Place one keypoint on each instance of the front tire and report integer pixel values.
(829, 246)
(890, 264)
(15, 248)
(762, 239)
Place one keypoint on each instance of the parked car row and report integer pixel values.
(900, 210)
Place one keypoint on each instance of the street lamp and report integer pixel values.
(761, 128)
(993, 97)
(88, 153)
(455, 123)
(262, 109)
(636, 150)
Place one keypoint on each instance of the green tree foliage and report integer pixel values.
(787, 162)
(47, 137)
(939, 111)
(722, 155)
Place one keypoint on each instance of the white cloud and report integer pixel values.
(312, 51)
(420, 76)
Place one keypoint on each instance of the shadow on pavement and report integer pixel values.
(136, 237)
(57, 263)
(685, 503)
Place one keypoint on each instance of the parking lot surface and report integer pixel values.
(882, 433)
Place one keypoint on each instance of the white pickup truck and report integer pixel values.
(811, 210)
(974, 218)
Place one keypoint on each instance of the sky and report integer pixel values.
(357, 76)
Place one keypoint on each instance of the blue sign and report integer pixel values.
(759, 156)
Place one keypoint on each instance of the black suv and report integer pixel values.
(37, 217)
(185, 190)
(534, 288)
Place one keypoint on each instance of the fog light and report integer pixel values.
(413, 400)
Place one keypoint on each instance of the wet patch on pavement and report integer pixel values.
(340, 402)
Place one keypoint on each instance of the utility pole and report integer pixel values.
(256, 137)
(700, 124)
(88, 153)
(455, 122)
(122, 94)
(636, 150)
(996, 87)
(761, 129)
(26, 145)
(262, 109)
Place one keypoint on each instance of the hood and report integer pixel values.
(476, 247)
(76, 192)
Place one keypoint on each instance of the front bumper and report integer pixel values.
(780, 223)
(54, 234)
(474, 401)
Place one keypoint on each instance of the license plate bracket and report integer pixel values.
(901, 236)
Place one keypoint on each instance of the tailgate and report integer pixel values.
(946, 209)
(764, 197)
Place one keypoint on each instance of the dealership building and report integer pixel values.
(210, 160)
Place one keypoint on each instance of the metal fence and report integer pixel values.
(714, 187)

★ ★ ★ ★ ★

# What to produce
Reproduce the whole of the records exactly, so that no line differs from the source above.

# Exercise response
Place one keypoint on each instance of the front tire and report integer pixel values.
(829, 246)
(890, 264)
(15, 248)
(762, 239)
Place one keypoint on each instance of the parked car row and report integer pixel values.
(900, 210)
Place one keypoint on each instance of the street lamp and report integer pixel values.
(761, 128)
(993, 97)
(88, 153)
(455, 123)
(262, 109)
(636, 150)
Place one keypoint on each instance of the green tree foliage and report integer pixel values.
(787, 162)
(47, 137)
(939, 111)
(722, 155)
Place one keypoint on each instance of the white cloud and report integer pixel values.
(312, 51)
(420, 76)
Place one keypoint on each instance of the shadow on pavement and report integer pixel values.
(136, 237)
(57, 263)
(685, 503)
Place one keypoint on each instance of the parking lot surface and report integer pixel values.
(882, 433)
Place one keypoint on each instance of the white pickup truck and report integer pixel values.
(811, 210)
(974, 218)
Place one keypoint on each instance of the sky and report integer pixel values.
(357, 76)
Place one keypoint on each instance of the blue sign and report integer pixel values.
(759, 156)
Place one keypoint on each instance of the black suv and report integer pixel values.
(37, 217)
(185, 190)
(534, 288)
Place one keypoint on each instance of the fog light and report integer pixel values.
(413, 400)
Place one keypoint on each instance of the wet patch on pavement and report integer pixel values.
(340, 402)
Place one keypoint on each instance of the utility pole and report integer pixel values.
(256, 137)
(700, 124)
(88, 153)
(455, 122)
(122, 94)
(636, 150)
(996, 87)
(761, 129)
(26, 145)
(262, 109)
Place one keypoint on each instance of the hood and report integer pixel values.
(476, 247)
(76, 192)
Place one keypoint on each instance of the front bumper and report integer pixel values.
(780, 223)
(54, 234)
(474, 401)
Place one keypoint on each instance of the license plate bracket and report integer pixel values.
(901, 236)
Place one keypoint on each instance of the tailgate and report integer pixel values.
(946, 209)
(764, 197)
Place one keypoint on each instance of the dealership building and report integer pixel values.
(210, 160)
Place one keypoint on each instance of the metal fence and report integer pixel values.
(714, 187)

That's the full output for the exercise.